== What to do ==
Give again, word for word, only the lines from the one containing "give the mask of <item>pink jacket</item>" through the final line.
-- Begin Given data --
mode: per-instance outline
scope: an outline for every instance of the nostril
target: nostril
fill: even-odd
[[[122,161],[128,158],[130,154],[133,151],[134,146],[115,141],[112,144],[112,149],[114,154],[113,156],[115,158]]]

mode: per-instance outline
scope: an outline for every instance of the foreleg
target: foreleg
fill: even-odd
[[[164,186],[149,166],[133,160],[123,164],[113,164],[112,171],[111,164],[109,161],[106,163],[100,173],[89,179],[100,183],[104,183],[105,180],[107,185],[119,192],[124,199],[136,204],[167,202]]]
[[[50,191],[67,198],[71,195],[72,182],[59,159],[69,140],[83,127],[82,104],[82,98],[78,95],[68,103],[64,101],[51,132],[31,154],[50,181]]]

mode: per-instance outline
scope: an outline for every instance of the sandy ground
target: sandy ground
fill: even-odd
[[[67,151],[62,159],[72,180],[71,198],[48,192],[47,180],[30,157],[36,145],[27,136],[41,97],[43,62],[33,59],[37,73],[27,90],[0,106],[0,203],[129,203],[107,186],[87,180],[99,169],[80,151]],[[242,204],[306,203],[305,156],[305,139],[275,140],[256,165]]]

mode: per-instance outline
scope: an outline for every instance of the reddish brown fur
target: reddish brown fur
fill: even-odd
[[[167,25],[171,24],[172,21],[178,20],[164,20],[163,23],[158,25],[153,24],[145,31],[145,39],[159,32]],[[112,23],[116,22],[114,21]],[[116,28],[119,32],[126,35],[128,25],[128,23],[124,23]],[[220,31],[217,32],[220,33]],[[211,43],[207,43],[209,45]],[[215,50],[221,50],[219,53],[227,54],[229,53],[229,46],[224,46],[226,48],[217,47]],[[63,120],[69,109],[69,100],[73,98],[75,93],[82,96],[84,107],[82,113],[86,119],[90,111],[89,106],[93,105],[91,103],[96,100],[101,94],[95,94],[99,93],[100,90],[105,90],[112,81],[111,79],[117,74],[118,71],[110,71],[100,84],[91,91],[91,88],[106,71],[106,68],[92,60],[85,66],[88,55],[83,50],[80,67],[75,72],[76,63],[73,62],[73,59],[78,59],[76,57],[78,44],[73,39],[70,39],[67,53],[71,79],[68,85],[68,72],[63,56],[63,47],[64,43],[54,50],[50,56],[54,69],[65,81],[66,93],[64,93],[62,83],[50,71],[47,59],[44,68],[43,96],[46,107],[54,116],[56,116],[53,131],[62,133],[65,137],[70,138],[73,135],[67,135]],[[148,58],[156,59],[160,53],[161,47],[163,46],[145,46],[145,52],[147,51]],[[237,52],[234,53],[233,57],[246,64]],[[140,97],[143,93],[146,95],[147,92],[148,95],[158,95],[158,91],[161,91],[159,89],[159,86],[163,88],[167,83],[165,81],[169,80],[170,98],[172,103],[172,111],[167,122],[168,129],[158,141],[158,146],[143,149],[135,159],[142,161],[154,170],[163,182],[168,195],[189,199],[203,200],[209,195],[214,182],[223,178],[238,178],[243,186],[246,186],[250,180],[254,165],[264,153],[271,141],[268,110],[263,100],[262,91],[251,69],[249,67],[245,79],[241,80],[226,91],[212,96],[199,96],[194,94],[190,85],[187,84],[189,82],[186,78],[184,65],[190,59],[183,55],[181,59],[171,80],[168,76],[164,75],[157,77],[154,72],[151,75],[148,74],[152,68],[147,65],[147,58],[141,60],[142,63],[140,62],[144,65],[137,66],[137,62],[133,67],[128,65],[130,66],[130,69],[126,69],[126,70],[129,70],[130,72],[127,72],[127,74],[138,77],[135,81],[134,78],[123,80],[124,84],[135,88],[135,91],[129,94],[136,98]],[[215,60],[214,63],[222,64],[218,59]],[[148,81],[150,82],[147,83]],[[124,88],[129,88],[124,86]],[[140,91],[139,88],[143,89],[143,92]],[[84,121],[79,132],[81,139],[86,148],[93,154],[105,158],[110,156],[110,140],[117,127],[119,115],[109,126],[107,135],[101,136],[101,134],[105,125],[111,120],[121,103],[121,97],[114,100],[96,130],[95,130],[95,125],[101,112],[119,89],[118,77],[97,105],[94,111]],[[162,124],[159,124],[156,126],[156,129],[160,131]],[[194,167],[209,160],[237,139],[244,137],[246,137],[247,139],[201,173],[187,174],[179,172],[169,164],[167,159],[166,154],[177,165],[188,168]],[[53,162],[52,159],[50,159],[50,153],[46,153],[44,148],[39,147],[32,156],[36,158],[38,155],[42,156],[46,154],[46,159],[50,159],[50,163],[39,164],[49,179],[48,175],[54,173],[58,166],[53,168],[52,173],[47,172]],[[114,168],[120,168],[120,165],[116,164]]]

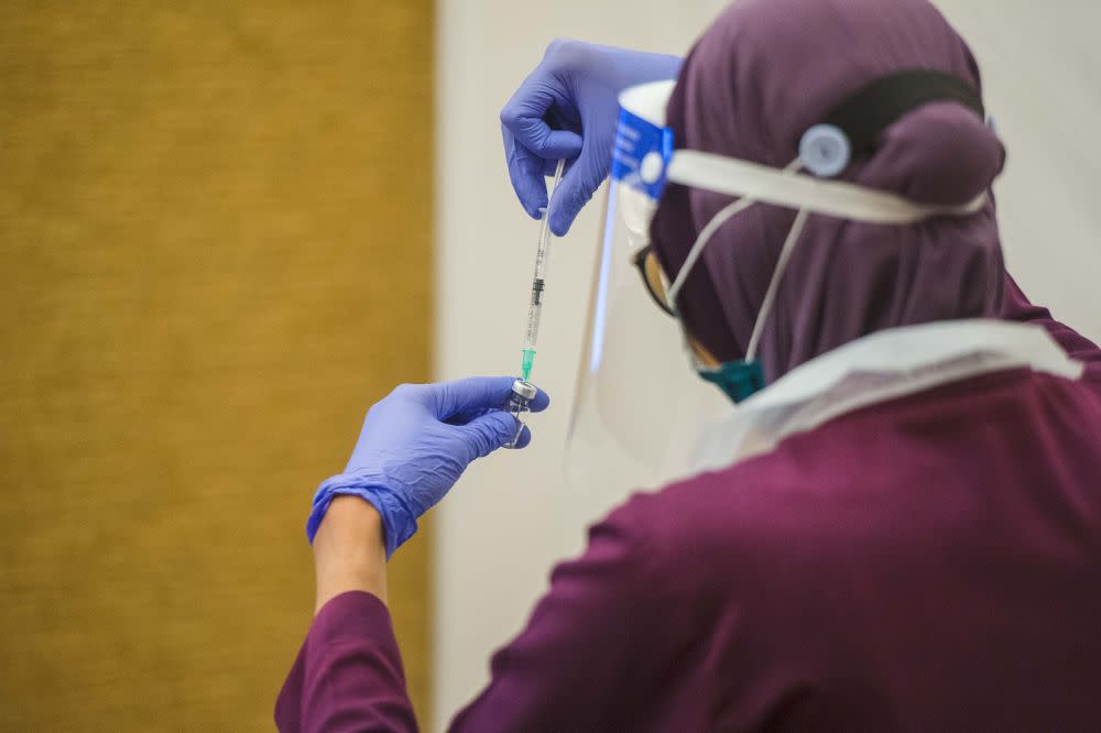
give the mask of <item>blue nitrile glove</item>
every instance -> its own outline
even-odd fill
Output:
[[[416,521],[444,497],[462,471],[512,440],[516,418],[502,408],[512,392],[511,376],[475,376],[440,384],[403,384],[367,413],[359,441],[345,472],[321,483],[306,522],[314,535],[333,497],[352,494],[382,515],[386,557],[416,532]],[[542,390],[532,412],[546,409]],[[516,444],[532,434],[525,427]]]
[[[547,205],[544,176],[565,157],[570,166],[550,211],[550,231],[565,234],[611,169],[619,94],[676,78],[680,62],[665,54],[553,41],[501,110],[509,176],[527,214],[539,218]]]

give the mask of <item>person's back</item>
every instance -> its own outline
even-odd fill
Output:
[[[1099,445],[1097,383],[1018,369],[634,500],[669,665],[637,722],[1101,729]]]

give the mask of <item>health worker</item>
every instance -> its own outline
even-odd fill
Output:
[[[611,176],[581,411],[628,435],[633,314],[726,417],[557,567],[454,729],[1101,730],[1101,351],[1006,273],[1005,153],[939,12],[741,0],[683,62],[556,42],[501,119],[532,215],[569,161],[555,232]],[[371,408],[309,516],[282,730],[416,727],[385,560],[511,439],[511,383]]]

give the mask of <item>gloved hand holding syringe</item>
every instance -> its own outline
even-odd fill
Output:
[[[535,342],[539,336],[539,318],[543,316],[543,292],[546,289],[547,255],[550,253],[550,207],[554,205],[554,195],[562,183],[562,173],[566,167],[566,160],[558,161],[555,169],[554,182],[550,184],[550,194],[547,198],[547,206],[543,209],[539,218],[539,241],[535,251],[535,275],[532,278],[532,299],[527,307],[527,327],[524,329],[524,343],[521,348],[521,379],[512,385],[512,394],[505,408],[516,418],[516,436],[505,445],[505,448],[515,447],[524,430],[523,414],[528,411],[532,398],[537,394],[534,384],[527,380],[532,375],[532,368],[535,365]]]

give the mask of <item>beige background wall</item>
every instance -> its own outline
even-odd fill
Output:
[[[433,9],[0,3],[0,730],[269,730],[428,376]],[[427,708],[427,533],[393,565]]]
[[[998,196],[1011,270],[1037,302],[1101,339],[1101,150],[1094,144],[1101,3],[937,4],[974,46],[988,107],[1010,151]],[[495,116],[546,44],[568,36],[684,53],[724,6],[560,0],[545,10],[508,0],[440,0],[438,375],[516,369],[536,229],[509,185]],[[550,393],[552,406],[532,419],[534,442],[476,464],[439,512],[438,726],[482,686],[490,654],[520,630],[549,567],[581,546],[584,517],[600,503],[568,486],[562,470],[598,215],[599,207],[582,212],[550,255],[535,381]]]

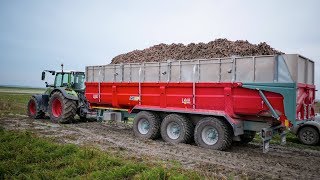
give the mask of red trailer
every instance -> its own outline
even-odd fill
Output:
[[[225,150],[261,132],[266,152],[314,120],[313,72],[300,55],[89,66],[85,96],[100,120],[133,116],[137,137]]]

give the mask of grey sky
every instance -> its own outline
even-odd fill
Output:
[[[43,69],[83,70],[159,43],[265,41],[316,62],[320,1],[0,1],[0,84],[44,87]],[[319,96],[318,96],[319,97]]]

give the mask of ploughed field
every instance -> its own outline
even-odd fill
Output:
[[[215,151],[194,144],[170,144],[161,139],[141,140],[134,137],[130,124],[123,123],[54,124],[49,119],[2,117],[0,126],[6,130],[31,131],[62,144],[98,147],[106,153],[121,152],[141,161],[164,161],[168,166],[176,162],[203,177],[317,179],[320,172],[319,148],[299,144],[293,147],[294,143],[272,144],[270,152],[263,154],[257,142]]]

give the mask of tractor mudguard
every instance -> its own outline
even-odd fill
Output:
[[[43,112],[46,112],[48,109],[49,95],[35,94],[35,95],[32,95],[32,97],[34,97],[37,100],[37,102],[40,104],[40,109]]]
[[[60,91],[63,94],[63,96],[66,97],[67,99],[71,99],[75,101],[79,100],[78,94],[72,89],[69,89],[66,87],[57,87],[51,92],[51,95],[56,91]]]

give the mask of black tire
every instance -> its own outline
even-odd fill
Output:
[[[57,112],[55,103],[61,104],[61,111]],[[52,122],[69,123],[74,120],[74,116],[77,113],[77,102],[71,99],[67,99],[61,92],[54,92],[49,100],[49,116]]]
[[[207,130],[212,132],[213,140],[212,138],[205,137],[206,134],[207,136],[211,134],[206,133],[205,131]],[[208,149],[226,150],[230,148],[232,138],[232,129],[227,122],[213,117],[206,117],[200,120],[194,131],[195,143],[200,147]]]
[[[244,134],[240,135],[240,144],[248,144],[256,136],[255,131],[245,131]]]
[[[298,132],[298,139],[306,145],[317,145],[319,143],[319,131],[312,126],[302,127]]]
[[[27,114],[30,118],[33,119],[41,119],[45,116],[45,113],[40,110],[40,103],[35,97],[31,97],[28,102]]]
[[[185,116],[169,114],[163,119],[160,129],[162,139],[167,142],[189,143],[192,140],[194,127]],[[177,133],[172,130],[177,130]]]
[[[160,136],[160,124],[160,118],[157,114],[141,111],[133,121],[134,135],[142,139],[156,139]]]

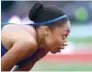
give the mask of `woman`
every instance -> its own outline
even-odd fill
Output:
[[[2,71],[28,71],[48,52],[64,48],[70,21],[58,8],[36,3],[29,12],[34,24],[9,24],[2,29]]]

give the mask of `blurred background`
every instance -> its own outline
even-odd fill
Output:
[[[1,1],[1,28],[8,23],[28,24],[36,1]],[[68,15],[72,31],[61,53],[48,53],[33,71],[92,71],[92,1],[41,1],[56,5]]]

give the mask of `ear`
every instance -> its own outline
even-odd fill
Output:
[[[41,26],[40,29],[45,33],[46,36],[51,34],[51,29],[48,26]]]

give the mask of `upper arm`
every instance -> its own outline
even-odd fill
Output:
[[[32,55],[36,51],[35,41],[19,40],[16,41],[12,48],[2,57],[2,70],[10,70],[16,63],[23,60],[29,53]]]

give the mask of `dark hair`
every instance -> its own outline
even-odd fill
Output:
[[[43,6],[40,2],[37,2],[32,9],[29,12],[29,19],[34,21],[36,26],[40,26],[37,23],[46,22],[49,20],[53,20],[55,18],[58,18],[60,16],[65,15],[62,10],[55,6]],[[56,22],[51,22],[47,24],[41,24],[46,25],[50,28],[60,26],[63,24],[63,22],[67,21],[67,17],[63,18],[62,20],[58,20]],[[58,23],[58,24],[57,24]]]

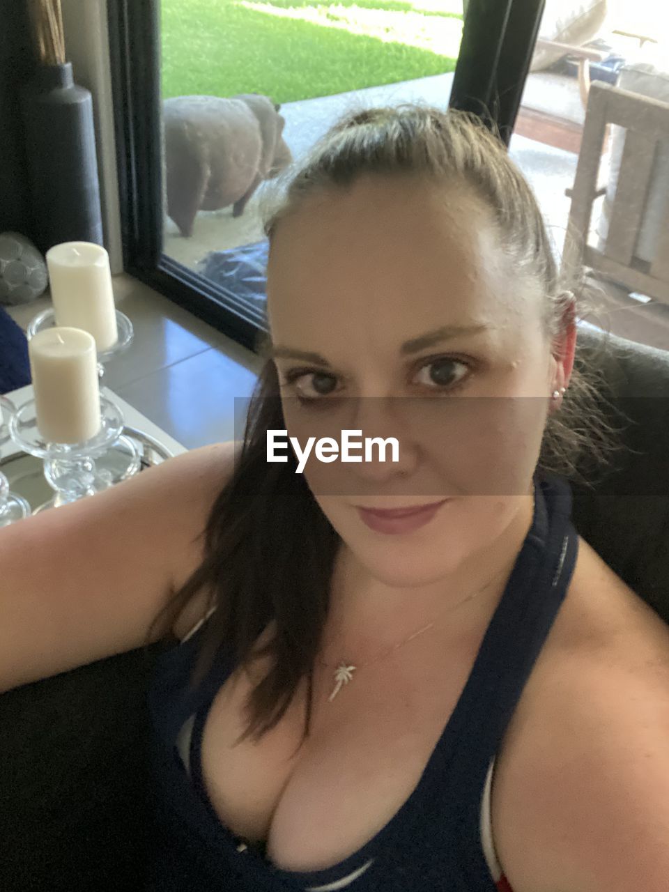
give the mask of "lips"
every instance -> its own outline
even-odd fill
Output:
[[[427,505],[414,505],[400,508],[358,508],[360,520],[375,533],[413,533],[425,524],[429,524],[440,508],[450,499],[431,502]]]
[[[377,517],[410,517],[411,515],[420,514],[421,511],[426,511],[428,508],[436,508],[438,505],[443,504],[444,501],[446,501],[446,500],[442,499],[440,501],[428,502],[425,505],[412,505],[410,508],[365,508],[364,505],[359,505],[358,508],[360,511],[364,511],[365,514],[373,514]]]

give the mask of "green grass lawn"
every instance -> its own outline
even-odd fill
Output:
[[[162,94],[288,103],[452,71],[461,0],[162,0]]]

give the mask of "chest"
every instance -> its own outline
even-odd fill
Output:
[[[285,870],[321,870],[348,857],[416,789],[476,650],[475,641],[448,660],[420,655],[366,666],[332,702],[334,671],[318,671],[311,731],[301,745],[306,682],[259,742],[235,745],[252,681],[233,674],[217,693],[202,737],[202,779],[221,822],[237,836],[267,840],[268,858]]]

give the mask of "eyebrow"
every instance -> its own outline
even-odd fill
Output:
[[[426,347],[434,347],[435,344],[442,343],[444,341],[450,341],[455,337],[464,337],[468,334],[478,334],[481,332],[487,331],[487,329],[488,326],[484,325],[442,326],[441,328],[435,328],[434,331],[426,332],[418,337],[405,341],[400,347],[400,352],[403,356],[410,353],[417,353],[420,350],[425,350]],[[314,353],[306,350],[297,350],[294,347],[285,347],[281,344],[270,345],[267,352],[267,357],[269,359],[276,358],[301,359],[304,362],[313,362],[318,366],[326,366],[327,368],[330,366],[327,359],[321,356],[320,353]]]

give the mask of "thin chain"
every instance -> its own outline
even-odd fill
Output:
[[[476,597],[476,595],[480,595],[483,591],[485,591],[485,590],[487,588],[488,588],[488,585],[486,584],[485,588],[481,589],[478,591],[475,591],[474,594],[472,594],[472,595],[467,595],[467,597],[464,600],[460,601],[458,604],[456,604],[455,607],[450,607],[451,610],[457,610],[458,607],[461,607],[463,604],[466,604],[467,601],[473,600]],[[450,605],[447,605],[447,607],[450,607]],[[437,614],[437,615],[434,617],[434,619],[432,621],[432,623],[428,623],[427,625],[424,625],[422,629],[418,629],[418,631],[415,632],[413,633],[413,635],[409,635],[409,638],[405,639],[403,641],[400,641],[399,644],[393,644],[393,645],[392,645],[386,650],[384,650],[381,653],[381,655],[379,657],[376,657],[375,659],[373,659],[373,660],[367,660],[365,663],[357,663],[356,664],[356,668],[357,669],[364,669],[365,666],[373,665],[373,664],[378,663],[379,660],[383,659],[388,654],[392,653],[393,650],[397,650],[398,648],[401,648],[404,644],[409,644],[409,642],[411,641],[411,640],[413,640],[414,638],[417,638],[418,635],[422,634],[422,632],[427,632],[428,629],[431,629],[434,625],[434,624],[436,623],[436,621],[440,618],[440,616],[442,616],[442,614],[444,614],[446,612],[447,612],[446,608],[444,608],[443,610],[441,610]],[[326,666],[328,669],[334,669],[334,665],[332,664],[332,663],[326,663],[324,660],[321,660],[321,659],[319,659],[318,662],[320,663],[321,665]],[[337,665],[339,665],[339,664],[337,664]]]
[[[534,486],[534,482],[533,481],[532,486],[533,486],[533,501],[534,499],[536,498],[536,487]],[[455,605],[455,607],[452,607],[451,605],[447,605],[447,607],[444,607],[443,610],[440,610],[440,612],[437,614],[437,615],[434,617],[434,619],[432,621],[432,623],[428,623],[427,625],[424,625],[422,629],[418,629],[417,632],[415,632],[412,635],[409,635],[409,637],[407,638],[407,639],[405,639],[403,641],[400,641],[399,644],[393,644],[393,645],[392,645],[386,650],[383,651],[381,653],[381,655],[379,657],[376,657],[375,659],[373,659],[373,660],[368,660],[365,663],[356,664],[355,666],[350,666],[349,668],[351,669],[351,670],[352,669],[364,669],[366,666],[373,665],[375,663],[378,663],[379,660],[383,659],[384,657],[387,657],[388,654],[392,653],[394,650],[397,650],[398,648],[401,648],[405,644],[409,644],[409,642],[411,641],[411,640],[413,640],[414,638],[417,638],[418,635],[422,634],[424,632],[427,632],[428,629],[431,629],[434,625],[434,624],[436,623],[436,621],[442,615],[443,615],[444,613],[449,612],[449,608],[450,610],[457,610],[458,607],[462,607],[463,604],[467,604],[467,601],[473,600],[475,598],[476,598],[477,595],[480,595],[483,591],[485,591],[486,589],[489,587],[489,585],[490,585],[490,583],[488,582],[488,583],[486,583],[486,585],[483,589],[479,589],[477,591],[475,591],[473,594],[467,595],[467,597],[465,598],[464,600],[459,601],[458,604]],[[321,660],[320,658],[318,659],[318,663],[322,666],[325,666],[326,669],[335,668],[335,666],[334,666],[334,664],[332,664],[332,663],[326,663],[324,660]],[[342,668],[343,666],[345,666],[345,661],[343,661],[343,660],[340,661],[337,664],[337,667],[338,668]]]

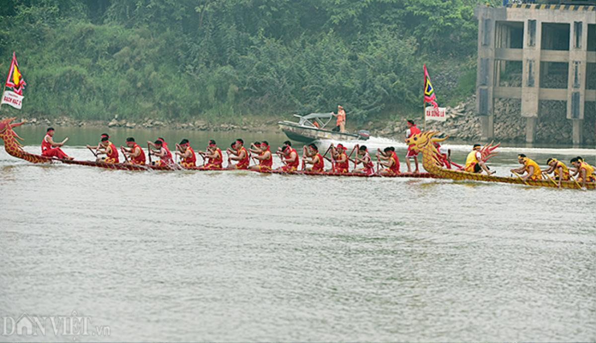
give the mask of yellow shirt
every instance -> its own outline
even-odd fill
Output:
[[[530,180],[539,180],[542,178],[542,171],[540,170],[540,167],[538,166],[538,163],[531,160],[527,158],[526,158],[526,162],[524,162],[523,165],[526,166],[526,172],[530,173],[530,166],[534,167],[534,172],[530,177]]]
[[[468,154],[468,157],[465,158],[465,171],[474,171],[474,165],[478,163],[478,156],[480,156],[480,152],[473,150]]]
[[[586,179],[588,180],[595,177],[594,175],[594,167],[592,166],[589,164],[582,162],[581,164],[579,165],[579,171],[581,172],[582,169],[586,169]],[[582,177],[581,172],[579,173],[579,177]]]

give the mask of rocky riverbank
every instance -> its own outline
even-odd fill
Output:
[[[566,119],[566,104],[563,101],[541,101],[536,125],[536,142],[542,143],[571,144],[572,127]],[[429,121],[427,128],[436,130],[452,139],[467,141],[478,141],[480,139],[480,118],[475,114],[476,99],[474,96],[454,107],[446,108],[447,120],[445,122]],[[495,99],[494,133],[495,140],[499,141],[524,143],[526,141],[526,118],[521,112],[519,99]],[[422,128],[421,120],[418,124]],[[595,124],[596,106],[586,103],[583,121],[584,144],[596,143]],[[393,136],[402,139],[405,132],[405,120],[390,122],[384,128],[372,130],[375,136]]]

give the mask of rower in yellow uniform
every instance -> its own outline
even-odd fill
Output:
[[[548,169],[543,172],[547,175],[554,173],[555,180],[558,181],[558,187],[561,188],[561,182],[569,180],[569,168],[565,163],[554,158],[547,160],[547,164],[548,165]]]
[[[596,181],[596,174],[594,172],[595,168],[590,165],[588,162],[583,161],[581,156],[573,158],[571,159],[571,164],[575,168],[575,172],[573,176],[578,175],[578,182],[581,182],[582,187],[586,188],[586,182],[591,182]]]
[[[486,175],[495,174],[491,172],[490,168],[482,161],[482,154],[480,153],[480,144],[475,144],[472,147],[472,151],[468,154],[468,157],[465,158],[465,166],[464,170],[468,172],[481,173],[482,171],[486,172]]]
[[[523,165],[519,168],[511,169],[511,172],[516,174],[521,173],[518,175],[523,180],[542,180],[542,172],[538,166],[538,163],[527,158],[523,153],[517,155],[517,162],[520,164]]]

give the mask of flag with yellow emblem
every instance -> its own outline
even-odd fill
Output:
[[[429,72],[426,70],[426,65],[424,64],[424,103],[429,103],[432,104],[434,108],[437,108],[437,97],[434,95],[434,89],[433,84],[430,82],[430,77],[429,76]]]
[[[20,109],[23,102],[23,89],[25,87],[25,80],[23,79],[23,74],[18,68],[17,62],[17,55],[13,52],[13,61],[8,69],[8,75],[6,77],[6,83],[4,87],[8,87],[12,90],[6,90],[2,92],[2,100],[0,105],[5,103],[15,108]],[[4,87],[3,87],[4,88]]]

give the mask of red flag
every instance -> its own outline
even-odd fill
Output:
[[[427,102],[432,103],[434,108],[437,108],[439,105],[437,105],[437,97],[434,95],[434,89],[433,87],[433,84],[430,82],[430,77],[429,76],[429,72],[426,70],[426,64],[424,66],[424,103]]]
[[[6,77],[6,87],[10,87],[18,95],[23,95],[23,89],[27,83],[23,79],[23,74],[18,69],[18,62],[17,62],[17,55],[13,52],[13,61],[10,63],[8,75]]]

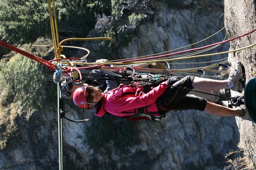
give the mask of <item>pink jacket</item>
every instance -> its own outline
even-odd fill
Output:
[[[119,87],[105,94],[101,108],[95,115],[102,116],[107,112],[113,115],[123,116],[137,113],[137,109],[146,107],[145,113],[158,115],[156,101],[168,87],[163,82],[147,94],[142,91],[143,87],[128,86]],[[97,109],[96,109],[97,110]]]

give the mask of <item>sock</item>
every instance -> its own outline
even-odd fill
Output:
[[[234,84],[231,82],[230,80],[228,80],[228,88],[232,88],[234,87]]]

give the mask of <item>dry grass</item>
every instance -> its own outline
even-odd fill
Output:
[[[228,159],[227,163],[230,164],[226,167],[225,170],[253,170],[256,169],[254,162],[252,159],[251,152],[245,150],[244,144],[240,142],[238,144],[239,148],[238,150],[231,151],[226,154],[226,158],[232,155],[239,155],[239,156],[234,160]]]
-- End Given data --
== Correct output ==
give the mask of <item>pink jacket</item>
every instance -> its own outline
even-odd fill
Output:
[[[119,87],[105,94],[101,108],[95,115],[102,116],[107,112],[113,115],[123,116],[137,113],[137,109],[146,107],[145,113],[158,115],[156,101],[168,87],[163,82],[147,94],[142,91],[143,87],[128,86]],[[97,109],[96,109],[97,110]]]

give the mask of <item>sock</item>
every instance -> its own outline
even-odd fill
Output:
[[[234,84],[231,82],[230,80],[228,80],[228,88],[232,88],[234,87]]]

give the mask of <item>dry grass</item>
every instance -> its own outline
even-odd fill
Output:
[[[228,159],[227,163],[230,164],[226,167],[225,170],[253,170],[256,169],[254,162],[252,159],[251,152],[245,150],[244,144],[240,142],[238,144],[239,148],[238,150],[231,151],[226,154],[226,158],[232,155],[239,155],[239,156],[234,160]]]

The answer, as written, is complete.